入記者站的第一天,站長便派我跟著小春老師下縣採訪深山裡的一位塵肺病人,坐在採訪車上聽小春老師給我介紹病人的大致情況,我拿著採訪本一點點記錄下來,四個多小時的繞山路,終於在我快要暈車時,到達了。
車停在一座山崖邊上,我詫異地向外望去,四處都不見住戶,「就是這裡嗎?」
小春老師笑著朝半山腰指去,「在那兒!車可上不去,我們得爬上去。」
聽他這麼說,我一面驚嘆記者工作對體力的挑戰如此之大,一面慶幸自己沒有穿裙子,隨即拿著採訪本和筆快走幾步跟上了小春老師。
我們順著山坡邊的泥巴小路向上爬,小春老師不時回頭看我是否跟上,「能行不?該給站長提前說說的,這地方不適合你們女孩子來。」
一聽這話,我可不服氣了,女孩兒怎麼了?
「沒問題,你帶路。」
就這樣,走了約半小時山路,我們看見了一處破舊的泥土房子,門口站著一頭髮凌亂、嘴唇發白的男子。他看見我們,勉強地擠出點笑意,「小春記者你們來了。」
他就是今天的採訪對象,將我們引進屋內,簡單的一張木桌和兩把長條椅子就是屋裡的全部家具。正要坐下,一位頭髮全白的瘦弱老人也進了屋,他是採訪對象的父親,滿臉憨厚,笑著招呼我們坐。老人忙活著想招呼我們喝水,卻滿屋也找不到乾淨的杯子,一臉的不好意思。

*練習題目 1*: 根據上面那段深山採訪的記述,逐項判斷下列說法是否相符,答「是」或「否」,並照錄文中起決定作用的原句。(a) 採訪車能一直開到採訪對象家門口。(b) 從停車處到那處泥土房子,大約走了半小時山路。(c) 屋裡除了一張木桌和兩把長條椅子,還有其他家具。
*練習題目 2*: 從上面深山採訪記述的最後一句之後接著往下寫。

[資料清單]
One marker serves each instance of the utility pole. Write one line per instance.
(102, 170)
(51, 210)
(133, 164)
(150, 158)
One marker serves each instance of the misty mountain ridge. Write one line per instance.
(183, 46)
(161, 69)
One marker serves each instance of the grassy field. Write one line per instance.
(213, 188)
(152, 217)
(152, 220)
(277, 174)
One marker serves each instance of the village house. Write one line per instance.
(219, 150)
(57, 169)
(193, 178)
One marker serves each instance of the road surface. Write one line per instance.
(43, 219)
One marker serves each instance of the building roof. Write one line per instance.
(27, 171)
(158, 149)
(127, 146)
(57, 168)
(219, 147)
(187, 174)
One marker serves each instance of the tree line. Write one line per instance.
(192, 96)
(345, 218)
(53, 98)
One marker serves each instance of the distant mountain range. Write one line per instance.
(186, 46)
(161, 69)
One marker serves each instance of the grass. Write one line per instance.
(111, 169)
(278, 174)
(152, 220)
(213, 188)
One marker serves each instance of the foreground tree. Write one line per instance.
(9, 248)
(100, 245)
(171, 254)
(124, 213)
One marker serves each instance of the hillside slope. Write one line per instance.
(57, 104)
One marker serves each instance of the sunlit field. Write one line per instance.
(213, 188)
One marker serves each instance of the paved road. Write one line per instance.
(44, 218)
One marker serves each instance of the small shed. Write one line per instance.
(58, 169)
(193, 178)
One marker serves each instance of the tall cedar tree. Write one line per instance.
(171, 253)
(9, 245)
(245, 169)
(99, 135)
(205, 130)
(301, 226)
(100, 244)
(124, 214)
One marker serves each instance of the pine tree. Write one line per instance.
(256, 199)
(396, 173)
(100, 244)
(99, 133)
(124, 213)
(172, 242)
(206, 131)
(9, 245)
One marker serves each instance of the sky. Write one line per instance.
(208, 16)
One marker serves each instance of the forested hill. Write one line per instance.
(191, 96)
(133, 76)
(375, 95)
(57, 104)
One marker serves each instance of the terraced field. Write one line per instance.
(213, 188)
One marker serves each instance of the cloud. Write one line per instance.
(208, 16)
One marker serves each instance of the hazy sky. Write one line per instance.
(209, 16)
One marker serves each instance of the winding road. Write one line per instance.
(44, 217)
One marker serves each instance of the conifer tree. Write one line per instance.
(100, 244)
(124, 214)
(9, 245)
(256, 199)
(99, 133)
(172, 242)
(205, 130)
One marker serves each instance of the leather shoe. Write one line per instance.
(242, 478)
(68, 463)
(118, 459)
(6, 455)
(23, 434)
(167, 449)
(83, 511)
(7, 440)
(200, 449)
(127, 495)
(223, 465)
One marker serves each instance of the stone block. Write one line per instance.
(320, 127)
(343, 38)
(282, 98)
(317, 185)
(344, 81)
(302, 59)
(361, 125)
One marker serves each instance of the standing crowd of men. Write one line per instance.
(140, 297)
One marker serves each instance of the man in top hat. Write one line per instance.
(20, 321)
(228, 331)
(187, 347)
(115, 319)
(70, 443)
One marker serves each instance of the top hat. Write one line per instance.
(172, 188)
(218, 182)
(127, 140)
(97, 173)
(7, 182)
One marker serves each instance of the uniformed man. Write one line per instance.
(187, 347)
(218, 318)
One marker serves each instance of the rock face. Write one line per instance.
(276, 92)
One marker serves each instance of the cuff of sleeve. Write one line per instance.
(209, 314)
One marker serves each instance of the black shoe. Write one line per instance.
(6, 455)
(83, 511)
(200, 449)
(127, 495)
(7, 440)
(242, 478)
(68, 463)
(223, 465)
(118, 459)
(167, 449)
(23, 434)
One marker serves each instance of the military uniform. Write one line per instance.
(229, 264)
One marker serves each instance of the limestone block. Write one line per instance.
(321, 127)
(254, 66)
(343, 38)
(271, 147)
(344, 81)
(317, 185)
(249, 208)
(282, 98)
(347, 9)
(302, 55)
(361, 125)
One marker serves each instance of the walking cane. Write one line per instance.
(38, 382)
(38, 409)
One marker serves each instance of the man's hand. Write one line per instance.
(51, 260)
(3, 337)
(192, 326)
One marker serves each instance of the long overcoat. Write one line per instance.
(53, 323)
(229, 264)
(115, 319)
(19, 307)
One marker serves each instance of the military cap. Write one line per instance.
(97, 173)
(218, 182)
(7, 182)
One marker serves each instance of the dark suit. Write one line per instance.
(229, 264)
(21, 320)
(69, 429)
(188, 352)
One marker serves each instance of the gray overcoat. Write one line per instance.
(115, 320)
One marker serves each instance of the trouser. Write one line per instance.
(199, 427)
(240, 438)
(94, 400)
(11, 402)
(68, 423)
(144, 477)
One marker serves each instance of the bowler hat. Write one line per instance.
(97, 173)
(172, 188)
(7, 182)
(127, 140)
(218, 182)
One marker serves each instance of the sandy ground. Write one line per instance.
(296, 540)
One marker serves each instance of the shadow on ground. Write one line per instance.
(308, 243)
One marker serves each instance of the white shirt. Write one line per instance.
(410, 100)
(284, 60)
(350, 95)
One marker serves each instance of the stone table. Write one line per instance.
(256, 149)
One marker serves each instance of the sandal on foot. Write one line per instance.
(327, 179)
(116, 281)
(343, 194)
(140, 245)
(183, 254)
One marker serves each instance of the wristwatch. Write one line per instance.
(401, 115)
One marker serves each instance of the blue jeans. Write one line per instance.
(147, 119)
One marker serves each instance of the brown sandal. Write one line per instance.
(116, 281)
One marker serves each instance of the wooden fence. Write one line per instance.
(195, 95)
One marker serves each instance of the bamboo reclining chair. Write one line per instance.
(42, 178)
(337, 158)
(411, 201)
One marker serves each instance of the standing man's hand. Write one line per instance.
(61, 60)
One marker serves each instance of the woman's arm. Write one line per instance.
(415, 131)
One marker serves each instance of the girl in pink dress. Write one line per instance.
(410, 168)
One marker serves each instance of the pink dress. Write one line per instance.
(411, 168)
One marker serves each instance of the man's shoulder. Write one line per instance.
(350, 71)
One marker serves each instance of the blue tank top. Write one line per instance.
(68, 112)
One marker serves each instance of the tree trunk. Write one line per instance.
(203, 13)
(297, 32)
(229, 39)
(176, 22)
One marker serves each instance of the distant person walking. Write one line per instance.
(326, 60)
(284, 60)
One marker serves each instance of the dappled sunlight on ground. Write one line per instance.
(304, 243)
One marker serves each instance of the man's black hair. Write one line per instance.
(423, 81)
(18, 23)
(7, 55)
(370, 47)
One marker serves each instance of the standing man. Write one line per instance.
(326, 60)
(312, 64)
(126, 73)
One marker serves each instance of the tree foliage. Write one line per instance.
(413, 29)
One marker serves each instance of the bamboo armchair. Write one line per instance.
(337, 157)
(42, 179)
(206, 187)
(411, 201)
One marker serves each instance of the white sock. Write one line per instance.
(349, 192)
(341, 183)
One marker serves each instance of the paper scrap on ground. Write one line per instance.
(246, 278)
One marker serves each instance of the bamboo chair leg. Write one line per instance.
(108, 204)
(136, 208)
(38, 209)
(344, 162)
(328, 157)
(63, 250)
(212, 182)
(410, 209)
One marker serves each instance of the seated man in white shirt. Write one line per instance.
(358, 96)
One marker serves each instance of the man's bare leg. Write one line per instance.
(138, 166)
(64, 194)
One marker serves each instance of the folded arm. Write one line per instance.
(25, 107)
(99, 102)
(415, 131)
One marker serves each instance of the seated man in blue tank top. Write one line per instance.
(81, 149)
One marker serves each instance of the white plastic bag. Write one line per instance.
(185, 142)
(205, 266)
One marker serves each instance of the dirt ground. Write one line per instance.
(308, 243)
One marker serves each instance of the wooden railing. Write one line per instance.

*參考答案 1*:
(a) 否:「車可上不去,我們得爬上去。」
(b) 是:「走了約半小時山路」
(c) 否:「簡單的一張木桌和兩把長條椅子就是屋裡的全部家具」

*參考答案 2*:
小春老師讓老人別忙活兒了,接著便讓我開始採訪,他來採集照片,我頓時傻眼了。他看出了我的遲疑,把我叫到門外,小聲和我說,「你想問什麼就問什麼,要想著你好奇的就是讀者關心的,順著自己的思路問,別擔心,稿子我來把關。」
半信半疑的我進到屋內,還未開口,小春老師便先和採訪對象介紹道,「這是我們報社很優秀的王記者,你有什麼問題都放心和她講,她文字細膩,很適合採寫這類稿件。」年輕男子看向我,面上雖有些虛弱卻還盡力笑著,「好的,麻煩你了,王記者。」
這是第一次有人這麼叫我,自己似乎也自信了很多。簡單核實了一些基本信息後,便開始引導採訪對象講述自己患病的發現經過及對生活的影響,小春老師則開始在房子裡四處走動,採集起了照片,這也讓我漸漸放鬆了下來。
30歲的年輕小夥兒已做了9年風鑽工,查出患塵肺病後,女友離開了他,現在和本就患心臟病的父親相依為命,家裡將3畝地的玉米賣了後,就再沒了收入,父親為省錢給兒子買藥,竟斷掉了自己的藥,60歲的父親已滿頭白髮,而就是這個老人,每天還要去幾百米遠的半山腰挑水回家給兒子做飯。老人看著屋外,用手背抹了抹眼角,說就怕等自己病嚴重了,誰來照顧兒子。
聽到這些,我的心裡一直發緊發酸,小春老師見我有所停頓,便接著問小夥兒,希望我們能為他提供些什麼幫助,小夥兒說以前自己一直想要開一家鞋店,如果不是這場病,現在自己可能已經在鎮上開起鞋店了,父親也不用受這些苦,可是看病把錢都花光了,現在他就希望父親和自己的看病問題得到解決。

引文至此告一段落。